> GOAL OF THE EXERCISE
Your reply should consist solely of the lines from the one containing "man's ear, locate" through the end of the data, restated word for word.

> WORKING DATA

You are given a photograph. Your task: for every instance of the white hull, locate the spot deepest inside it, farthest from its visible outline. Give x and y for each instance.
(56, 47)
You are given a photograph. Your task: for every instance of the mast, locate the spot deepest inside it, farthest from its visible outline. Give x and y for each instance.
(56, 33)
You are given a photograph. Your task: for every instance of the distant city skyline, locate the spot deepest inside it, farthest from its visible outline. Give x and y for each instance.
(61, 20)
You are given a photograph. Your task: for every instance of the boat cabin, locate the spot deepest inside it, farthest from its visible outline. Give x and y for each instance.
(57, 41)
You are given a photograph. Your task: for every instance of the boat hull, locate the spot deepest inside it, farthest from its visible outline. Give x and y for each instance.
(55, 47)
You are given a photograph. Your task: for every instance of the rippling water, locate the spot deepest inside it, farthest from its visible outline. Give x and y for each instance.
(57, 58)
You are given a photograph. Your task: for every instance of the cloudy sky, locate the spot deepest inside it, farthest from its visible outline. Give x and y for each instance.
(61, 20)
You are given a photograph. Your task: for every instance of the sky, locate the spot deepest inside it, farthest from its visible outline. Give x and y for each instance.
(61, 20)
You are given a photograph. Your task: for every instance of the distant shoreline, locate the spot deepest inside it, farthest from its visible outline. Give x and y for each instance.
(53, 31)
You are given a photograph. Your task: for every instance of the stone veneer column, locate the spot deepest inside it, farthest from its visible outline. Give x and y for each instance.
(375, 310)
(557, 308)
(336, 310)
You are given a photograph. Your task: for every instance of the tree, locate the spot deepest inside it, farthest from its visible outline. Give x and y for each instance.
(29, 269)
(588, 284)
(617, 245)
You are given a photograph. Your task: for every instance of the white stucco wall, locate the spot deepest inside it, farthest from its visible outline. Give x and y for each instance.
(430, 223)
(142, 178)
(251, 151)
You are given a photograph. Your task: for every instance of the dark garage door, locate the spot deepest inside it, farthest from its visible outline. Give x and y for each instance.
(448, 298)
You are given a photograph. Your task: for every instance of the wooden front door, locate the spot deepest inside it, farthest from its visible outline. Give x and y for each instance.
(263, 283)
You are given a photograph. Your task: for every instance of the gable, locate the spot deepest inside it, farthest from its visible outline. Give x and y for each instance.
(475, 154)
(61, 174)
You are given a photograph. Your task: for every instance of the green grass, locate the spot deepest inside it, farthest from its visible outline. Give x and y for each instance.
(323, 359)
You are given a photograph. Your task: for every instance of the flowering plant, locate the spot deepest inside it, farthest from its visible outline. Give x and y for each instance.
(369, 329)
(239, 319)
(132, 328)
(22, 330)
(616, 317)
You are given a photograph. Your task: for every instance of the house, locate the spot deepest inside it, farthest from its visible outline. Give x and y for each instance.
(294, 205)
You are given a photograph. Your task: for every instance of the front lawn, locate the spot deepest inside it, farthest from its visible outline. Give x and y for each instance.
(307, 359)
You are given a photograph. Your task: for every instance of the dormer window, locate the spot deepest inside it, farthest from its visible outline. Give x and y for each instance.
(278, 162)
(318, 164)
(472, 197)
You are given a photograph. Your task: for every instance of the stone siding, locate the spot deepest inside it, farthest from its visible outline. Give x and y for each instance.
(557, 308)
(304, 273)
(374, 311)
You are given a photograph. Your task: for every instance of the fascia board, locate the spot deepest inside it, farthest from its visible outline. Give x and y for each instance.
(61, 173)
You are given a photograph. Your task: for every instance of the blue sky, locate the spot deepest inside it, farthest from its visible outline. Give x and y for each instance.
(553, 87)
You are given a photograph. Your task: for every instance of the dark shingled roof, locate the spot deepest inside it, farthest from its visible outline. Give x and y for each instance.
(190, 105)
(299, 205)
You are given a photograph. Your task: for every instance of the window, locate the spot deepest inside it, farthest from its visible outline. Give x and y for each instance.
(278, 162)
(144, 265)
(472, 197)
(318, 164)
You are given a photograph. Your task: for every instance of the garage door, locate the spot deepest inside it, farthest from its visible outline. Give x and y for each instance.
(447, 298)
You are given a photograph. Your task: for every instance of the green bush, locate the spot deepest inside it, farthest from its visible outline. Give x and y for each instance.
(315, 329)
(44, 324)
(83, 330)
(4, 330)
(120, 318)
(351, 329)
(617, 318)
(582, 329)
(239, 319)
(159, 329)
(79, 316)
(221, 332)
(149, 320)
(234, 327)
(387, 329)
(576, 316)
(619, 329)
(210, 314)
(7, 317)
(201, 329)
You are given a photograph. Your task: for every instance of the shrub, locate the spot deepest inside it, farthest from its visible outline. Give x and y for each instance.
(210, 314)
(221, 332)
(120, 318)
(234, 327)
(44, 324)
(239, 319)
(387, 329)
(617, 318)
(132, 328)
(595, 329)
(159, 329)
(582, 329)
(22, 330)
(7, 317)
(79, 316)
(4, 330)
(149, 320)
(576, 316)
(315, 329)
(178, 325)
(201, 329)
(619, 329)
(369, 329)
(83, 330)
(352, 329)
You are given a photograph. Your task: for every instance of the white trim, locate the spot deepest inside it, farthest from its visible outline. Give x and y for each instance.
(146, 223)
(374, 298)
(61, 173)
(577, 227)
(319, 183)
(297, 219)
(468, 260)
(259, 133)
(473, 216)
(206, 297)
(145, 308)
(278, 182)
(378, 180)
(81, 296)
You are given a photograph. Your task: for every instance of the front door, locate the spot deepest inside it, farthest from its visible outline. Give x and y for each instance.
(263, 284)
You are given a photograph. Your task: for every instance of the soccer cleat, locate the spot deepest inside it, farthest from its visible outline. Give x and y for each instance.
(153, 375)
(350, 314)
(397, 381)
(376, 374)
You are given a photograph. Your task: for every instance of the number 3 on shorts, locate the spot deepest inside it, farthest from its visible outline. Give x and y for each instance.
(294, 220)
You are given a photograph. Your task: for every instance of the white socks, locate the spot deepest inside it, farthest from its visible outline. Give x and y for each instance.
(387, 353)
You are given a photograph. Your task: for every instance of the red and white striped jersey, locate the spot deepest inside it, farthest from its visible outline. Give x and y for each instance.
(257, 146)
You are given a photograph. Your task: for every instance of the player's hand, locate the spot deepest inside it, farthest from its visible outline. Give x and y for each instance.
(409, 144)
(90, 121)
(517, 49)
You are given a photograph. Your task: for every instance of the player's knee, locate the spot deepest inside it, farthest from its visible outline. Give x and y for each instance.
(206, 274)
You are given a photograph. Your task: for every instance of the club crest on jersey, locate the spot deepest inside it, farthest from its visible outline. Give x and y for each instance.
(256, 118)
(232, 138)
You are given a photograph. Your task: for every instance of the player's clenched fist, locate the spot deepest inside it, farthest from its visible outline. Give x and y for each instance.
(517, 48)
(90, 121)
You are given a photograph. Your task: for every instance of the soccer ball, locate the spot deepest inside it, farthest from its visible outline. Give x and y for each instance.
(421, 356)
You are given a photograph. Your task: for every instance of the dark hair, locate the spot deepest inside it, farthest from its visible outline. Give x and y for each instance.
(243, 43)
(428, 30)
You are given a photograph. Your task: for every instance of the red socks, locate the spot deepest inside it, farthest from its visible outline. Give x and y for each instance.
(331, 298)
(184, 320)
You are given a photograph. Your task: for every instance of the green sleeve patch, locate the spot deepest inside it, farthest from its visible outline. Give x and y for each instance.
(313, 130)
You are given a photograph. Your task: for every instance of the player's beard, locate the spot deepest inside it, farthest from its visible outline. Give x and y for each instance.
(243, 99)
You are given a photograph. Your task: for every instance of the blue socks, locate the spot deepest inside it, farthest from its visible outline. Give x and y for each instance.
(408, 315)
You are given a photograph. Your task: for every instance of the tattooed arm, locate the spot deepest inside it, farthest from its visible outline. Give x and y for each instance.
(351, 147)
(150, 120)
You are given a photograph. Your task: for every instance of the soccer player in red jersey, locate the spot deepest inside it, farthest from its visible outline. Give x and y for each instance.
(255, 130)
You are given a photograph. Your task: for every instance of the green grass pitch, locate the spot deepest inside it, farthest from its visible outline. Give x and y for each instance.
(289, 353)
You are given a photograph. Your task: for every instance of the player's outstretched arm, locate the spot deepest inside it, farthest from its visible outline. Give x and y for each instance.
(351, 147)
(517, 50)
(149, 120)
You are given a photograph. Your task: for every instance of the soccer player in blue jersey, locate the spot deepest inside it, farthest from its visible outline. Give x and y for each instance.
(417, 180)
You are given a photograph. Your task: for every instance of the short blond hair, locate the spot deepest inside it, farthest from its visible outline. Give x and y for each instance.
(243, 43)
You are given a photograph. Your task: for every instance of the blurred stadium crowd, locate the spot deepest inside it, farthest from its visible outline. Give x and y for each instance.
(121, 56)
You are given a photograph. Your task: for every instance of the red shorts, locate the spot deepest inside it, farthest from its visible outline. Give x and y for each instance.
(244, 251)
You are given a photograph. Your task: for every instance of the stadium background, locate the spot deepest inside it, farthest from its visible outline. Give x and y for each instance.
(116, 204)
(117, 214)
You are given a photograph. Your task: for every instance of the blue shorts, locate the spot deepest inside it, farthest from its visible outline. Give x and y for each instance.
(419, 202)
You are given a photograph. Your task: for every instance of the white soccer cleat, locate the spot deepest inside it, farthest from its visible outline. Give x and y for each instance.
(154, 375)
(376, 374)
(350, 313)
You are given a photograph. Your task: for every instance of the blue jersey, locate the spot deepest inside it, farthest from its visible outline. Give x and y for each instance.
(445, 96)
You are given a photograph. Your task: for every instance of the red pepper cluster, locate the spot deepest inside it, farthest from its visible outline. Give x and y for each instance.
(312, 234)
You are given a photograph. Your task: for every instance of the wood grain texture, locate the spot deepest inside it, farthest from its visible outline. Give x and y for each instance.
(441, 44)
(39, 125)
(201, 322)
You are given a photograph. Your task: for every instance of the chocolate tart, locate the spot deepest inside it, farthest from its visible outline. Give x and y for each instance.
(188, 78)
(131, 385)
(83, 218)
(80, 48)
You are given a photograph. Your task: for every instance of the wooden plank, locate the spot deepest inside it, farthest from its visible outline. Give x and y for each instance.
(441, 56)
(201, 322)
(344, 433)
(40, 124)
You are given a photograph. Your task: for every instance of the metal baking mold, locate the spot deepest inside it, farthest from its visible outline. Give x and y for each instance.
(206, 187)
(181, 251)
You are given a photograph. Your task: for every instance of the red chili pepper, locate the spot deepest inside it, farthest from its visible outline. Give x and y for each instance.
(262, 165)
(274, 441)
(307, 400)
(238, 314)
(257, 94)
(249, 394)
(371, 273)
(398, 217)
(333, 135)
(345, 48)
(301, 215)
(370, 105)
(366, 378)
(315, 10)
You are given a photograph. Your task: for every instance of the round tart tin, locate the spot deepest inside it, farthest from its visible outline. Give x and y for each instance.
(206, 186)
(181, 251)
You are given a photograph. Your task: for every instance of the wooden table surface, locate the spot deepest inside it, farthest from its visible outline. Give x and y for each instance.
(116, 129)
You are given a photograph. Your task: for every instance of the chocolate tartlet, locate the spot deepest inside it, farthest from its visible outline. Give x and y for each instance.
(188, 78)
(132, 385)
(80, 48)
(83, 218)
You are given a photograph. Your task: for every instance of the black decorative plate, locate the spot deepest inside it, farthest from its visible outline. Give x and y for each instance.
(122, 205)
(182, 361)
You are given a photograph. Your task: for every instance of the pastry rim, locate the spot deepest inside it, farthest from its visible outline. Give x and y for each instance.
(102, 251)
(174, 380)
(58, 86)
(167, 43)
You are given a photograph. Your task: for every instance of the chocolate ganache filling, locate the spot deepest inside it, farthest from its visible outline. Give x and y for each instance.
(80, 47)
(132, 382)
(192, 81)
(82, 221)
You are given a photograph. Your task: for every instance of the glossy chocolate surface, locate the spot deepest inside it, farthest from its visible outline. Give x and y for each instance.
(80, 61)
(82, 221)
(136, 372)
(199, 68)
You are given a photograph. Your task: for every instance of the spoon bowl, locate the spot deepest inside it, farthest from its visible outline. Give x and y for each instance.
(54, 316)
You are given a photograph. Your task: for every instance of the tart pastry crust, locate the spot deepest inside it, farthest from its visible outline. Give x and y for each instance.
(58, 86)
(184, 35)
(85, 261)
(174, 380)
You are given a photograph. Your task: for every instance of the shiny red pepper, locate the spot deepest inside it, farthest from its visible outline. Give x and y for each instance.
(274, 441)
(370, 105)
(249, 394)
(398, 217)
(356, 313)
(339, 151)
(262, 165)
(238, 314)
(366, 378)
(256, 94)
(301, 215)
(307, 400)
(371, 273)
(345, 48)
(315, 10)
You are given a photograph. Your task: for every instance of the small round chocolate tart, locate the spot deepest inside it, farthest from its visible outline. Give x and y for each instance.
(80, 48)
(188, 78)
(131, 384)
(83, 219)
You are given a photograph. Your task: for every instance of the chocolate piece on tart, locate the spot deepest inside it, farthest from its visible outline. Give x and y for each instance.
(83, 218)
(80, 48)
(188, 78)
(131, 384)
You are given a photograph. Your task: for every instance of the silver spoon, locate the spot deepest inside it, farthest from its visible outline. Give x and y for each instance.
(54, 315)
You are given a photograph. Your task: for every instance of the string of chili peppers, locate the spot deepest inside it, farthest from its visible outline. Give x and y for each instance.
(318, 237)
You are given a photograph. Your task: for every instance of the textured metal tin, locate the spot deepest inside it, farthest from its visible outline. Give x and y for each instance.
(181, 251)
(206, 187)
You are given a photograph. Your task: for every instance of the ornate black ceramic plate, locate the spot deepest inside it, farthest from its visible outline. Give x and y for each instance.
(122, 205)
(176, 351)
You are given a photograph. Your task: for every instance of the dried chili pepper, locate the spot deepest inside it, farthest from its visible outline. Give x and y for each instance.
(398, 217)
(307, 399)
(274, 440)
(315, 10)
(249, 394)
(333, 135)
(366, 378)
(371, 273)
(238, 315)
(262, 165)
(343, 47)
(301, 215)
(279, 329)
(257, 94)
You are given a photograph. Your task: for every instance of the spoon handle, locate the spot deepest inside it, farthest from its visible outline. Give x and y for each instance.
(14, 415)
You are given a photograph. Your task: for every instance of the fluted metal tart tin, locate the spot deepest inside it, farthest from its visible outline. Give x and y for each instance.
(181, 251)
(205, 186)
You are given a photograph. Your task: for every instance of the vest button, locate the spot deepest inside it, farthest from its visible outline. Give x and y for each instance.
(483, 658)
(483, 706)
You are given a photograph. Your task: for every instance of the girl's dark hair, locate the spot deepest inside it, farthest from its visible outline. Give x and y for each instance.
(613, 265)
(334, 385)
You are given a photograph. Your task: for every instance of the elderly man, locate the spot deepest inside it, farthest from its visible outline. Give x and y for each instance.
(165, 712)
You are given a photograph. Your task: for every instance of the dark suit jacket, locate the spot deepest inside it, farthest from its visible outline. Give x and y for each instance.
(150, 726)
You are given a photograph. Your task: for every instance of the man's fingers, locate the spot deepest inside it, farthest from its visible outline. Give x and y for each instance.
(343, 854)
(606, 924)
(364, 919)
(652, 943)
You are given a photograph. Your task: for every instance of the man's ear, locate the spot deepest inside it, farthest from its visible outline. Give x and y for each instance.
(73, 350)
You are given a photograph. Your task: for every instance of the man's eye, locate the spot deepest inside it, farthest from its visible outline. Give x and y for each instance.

> RESPONSE AREA
You are given a photograph. Your task: for every instance of the man's ear, locate the spot deepest inside it, farthest from its visible outline. Give x and y for each instance.
(73, 350)
You are given a photograph. Your task: for every instance of the man's eye, locate the spot deepest inside it, farthest from its visible outline. Give x and y for each instance.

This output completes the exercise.